- YOUR GOAL
Each line from the one containing "of the bumpy" through the end of the records below must be repeated exactly, and no other line.
===== RECORD SET
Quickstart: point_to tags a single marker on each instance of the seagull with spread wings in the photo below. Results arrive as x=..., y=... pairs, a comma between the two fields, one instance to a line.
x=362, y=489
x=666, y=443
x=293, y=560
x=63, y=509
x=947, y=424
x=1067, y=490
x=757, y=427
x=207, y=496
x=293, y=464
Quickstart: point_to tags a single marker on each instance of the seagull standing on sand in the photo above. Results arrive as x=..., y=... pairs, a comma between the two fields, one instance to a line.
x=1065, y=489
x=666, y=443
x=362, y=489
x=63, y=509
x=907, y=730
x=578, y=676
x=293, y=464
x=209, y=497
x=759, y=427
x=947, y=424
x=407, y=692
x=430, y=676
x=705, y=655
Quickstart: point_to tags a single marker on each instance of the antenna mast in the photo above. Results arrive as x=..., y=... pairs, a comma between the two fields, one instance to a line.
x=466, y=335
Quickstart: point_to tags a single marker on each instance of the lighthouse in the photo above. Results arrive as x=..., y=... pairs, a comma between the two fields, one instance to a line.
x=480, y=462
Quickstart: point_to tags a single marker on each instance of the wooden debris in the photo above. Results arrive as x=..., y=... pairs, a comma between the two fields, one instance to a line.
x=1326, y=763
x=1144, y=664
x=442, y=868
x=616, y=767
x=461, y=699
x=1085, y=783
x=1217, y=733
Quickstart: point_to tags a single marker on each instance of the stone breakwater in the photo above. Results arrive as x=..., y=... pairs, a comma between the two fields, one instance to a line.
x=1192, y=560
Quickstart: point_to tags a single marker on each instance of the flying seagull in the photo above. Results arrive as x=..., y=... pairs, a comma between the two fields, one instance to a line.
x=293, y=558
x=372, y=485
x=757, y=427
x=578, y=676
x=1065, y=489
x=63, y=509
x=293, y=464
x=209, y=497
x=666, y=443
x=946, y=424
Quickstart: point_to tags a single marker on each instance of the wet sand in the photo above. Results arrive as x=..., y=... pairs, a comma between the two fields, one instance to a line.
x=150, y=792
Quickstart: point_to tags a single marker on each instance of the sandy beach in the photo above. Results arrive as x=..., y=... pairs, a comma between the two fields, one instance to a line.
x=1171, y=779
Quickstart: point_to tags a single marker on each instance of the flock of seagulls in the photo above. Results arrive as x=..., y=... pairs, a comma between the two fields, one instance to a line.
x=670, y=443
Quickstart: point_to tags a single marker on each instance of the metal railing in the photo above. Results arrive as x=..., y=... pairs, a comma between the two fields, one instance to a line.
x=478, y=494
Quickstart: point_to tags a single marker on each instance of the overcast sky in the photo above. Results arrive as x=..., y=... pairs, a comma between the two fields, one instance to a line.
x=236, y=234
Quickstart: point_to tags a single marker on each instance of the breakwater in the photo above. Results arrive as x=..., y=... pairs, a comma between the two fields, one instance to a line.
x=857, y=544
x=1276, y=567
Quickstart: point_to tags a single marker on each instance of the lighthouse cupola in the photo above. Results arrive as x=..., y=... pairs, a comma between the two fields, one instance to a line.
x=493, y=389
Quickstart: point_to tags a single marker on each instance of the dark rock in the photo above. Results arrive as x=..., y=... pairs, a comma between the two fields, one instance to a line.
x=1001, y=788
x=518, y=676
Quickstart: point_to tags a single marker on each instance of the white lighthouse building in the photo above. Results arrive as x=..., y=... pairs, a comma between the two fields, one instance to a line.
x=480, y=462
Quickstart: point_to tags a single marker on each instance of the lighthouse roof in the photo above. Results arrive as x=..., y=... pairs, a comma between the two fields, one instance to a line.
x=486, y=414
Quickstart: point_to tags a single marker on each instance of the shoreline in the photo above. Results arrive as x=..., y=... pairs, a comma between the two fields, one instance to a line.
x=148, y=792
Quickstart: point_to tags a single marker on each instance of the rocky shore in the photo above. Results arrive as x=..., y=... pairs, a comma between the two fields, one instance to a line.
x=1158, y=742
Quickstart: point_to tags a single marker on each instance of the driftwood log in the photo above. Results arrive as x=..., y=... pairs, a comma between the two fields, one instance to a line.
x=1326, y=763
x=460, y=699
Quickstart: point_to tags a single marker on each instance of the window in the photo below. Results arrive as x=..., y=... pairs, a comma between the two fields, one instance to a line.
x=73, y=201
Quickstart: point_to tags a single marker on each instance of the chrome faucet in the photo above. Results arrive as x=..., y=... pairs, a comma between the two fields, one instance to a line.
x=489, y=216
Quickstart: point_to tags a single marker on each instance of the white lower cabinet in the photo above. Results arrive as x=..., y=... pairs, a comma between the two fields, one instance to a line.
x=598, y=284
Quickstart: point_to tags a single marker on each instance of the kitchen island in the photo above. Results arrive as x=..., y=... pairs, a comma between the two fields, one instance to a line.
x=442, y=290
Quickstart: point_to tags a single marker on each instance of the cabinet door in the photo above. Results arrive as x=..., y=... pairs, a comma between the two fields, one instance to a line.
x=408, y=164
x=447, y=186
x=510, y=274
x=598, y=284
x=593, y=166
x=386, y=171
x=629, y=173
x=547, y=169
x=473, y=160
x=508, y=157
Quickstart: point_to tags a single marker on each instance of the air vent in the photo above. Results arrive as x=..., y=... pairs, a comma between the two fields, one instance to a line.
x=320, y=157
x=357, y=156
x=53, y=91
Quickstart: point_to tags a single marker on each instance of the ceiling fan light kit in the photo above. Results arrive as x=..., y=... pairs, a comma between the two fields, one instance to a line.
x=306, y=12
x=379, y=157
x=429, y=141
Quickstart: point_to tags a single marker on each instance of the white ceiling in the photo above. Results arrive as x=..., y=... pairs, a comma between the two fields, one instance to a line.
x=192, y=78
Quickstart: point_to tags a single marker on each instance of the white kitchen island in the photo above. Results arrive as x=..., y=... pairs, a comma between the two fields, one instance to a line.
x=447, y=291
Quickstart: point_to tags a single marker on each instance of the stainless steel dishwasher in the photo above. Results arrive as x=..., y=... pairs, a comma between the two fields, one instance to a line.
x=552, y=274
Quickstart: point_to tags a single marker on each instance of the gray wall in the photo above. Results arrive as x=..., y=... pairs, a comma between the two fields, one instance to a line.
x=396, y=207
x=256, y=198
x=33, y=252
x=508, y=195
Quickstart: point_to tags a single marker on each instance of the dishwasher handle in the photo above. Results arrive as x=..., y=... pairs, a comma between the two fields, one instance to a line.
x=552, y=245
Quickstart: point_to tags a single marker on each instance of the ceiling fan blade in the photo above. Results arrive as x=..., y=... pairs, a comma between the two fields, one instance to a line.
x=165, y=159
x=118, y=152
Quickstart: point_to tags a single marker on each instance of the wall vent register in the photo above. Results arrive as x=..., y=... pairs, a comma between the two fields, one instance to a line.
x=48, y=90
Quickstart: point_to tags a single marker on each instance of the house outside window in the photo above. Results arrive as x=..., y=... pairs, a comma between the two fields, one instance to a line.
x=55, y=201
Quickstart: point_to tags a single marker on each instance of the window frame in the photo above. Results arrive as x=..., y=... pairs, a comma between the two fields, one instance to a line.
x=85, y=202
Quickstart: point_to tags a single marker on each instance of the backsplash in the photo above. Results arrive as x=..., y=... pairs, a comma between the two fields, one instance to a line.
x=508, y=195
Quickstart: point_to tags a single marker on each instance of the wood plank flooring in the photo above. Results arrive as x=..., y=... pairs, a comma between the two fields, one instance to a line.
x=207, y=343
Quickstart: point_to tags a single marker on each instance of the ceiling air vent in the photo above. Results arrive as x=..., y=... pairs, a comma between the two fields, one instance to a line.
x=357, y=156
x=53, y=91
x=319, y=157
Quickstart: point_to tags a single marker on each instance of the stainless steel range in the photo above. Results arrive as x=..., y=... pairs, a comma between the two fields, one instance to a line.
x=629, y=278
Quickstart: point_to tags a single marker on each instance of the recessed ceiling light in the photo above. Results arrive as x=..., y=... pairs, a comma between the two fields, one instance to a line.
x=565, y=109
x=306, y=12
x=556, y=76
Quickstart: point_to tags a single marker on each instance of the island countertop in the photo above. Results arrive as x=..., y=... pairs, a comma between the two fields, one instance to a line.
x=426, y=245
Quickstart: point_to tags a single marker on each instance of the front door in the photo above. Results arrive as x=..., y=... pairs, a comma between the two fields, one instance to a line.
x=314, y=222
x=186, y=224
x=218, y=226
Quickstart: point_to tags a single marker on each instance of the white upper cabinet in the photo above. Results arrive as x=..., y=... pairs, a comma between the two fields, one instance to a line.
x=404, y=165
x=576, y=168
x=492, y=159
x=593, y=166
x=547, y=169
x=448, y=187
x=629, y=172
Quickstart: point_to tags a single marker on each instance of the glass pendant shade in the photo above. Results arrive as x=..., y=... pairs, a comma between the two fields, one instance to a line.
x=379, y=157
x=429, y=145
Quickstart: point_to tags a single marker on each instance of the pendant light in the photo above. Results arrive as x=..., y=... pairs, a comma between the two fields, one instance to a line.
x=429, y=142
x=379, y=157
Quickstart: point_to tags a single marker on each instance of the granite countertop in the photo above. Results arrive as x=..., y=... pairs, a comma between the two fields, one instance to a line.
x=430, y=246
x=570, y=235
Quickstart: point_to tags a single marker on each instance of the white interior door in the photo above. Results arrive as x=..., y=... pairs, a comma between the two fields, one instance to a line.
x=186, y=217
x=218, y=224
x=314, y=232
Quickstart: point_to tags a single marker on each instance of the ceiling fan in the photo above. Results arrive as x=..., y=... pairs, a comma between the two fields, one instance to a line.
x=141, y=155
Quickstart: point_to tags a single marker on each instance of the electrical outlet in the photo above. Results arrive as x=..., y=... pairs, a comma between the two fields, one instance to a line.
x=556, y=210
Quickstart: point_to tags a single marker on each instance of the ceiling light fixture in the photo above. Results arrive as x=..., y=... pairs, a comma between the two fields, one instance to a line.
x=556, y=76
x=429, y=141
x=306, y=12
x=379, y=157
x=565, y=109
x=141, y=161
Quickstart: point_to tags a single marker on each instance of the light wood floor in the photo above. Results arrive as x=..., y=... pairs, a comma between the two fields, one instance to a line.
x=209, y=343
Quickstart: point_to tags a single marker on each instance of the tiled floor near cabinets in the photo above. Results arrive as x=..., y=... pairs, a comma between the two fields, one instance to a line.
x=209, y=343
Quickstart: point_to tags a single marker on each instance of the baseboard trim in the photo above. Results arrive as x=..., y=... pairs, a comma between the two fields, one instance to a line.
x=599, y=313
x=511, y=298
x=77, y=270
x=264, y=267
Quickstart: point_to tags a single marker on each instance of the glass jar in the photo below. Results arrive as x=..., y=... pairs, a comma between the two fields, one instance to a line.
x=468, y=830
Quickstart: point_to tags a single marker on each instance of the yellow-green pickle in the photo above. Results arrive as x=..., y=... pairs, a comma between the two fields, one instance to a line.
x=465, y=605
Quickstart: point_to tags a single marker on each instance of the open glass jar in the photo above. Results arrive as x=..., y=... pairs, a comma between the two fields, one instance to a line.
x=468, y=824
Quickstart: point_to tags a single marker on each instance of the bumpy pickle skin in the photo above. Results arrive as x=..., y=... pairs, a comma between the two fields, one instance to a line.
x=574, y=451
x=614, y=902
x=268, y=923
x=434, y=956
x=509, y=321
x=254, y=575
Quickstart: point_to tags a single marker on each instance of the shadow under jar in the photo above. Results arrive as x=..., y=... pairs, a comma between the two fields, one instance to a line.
==========
- RESPONSE
Quickstart: point_to tags a single marker on each instance of the bumpy pickle skin in the photo above. Results arrive as x=..., y=... pairs, a comma between the two fields, one instance to a line.
x=574, y=451
x=614, y=902
x=268, y=923
x=434, y=956
x=509, y=321
x=254, y=575
Quickstart: point_to tags a single marker on each instance of the shadow under jar in the photo above. Results arrive as x=..., y=... pairs, a comma between the two fields, one instance to a line.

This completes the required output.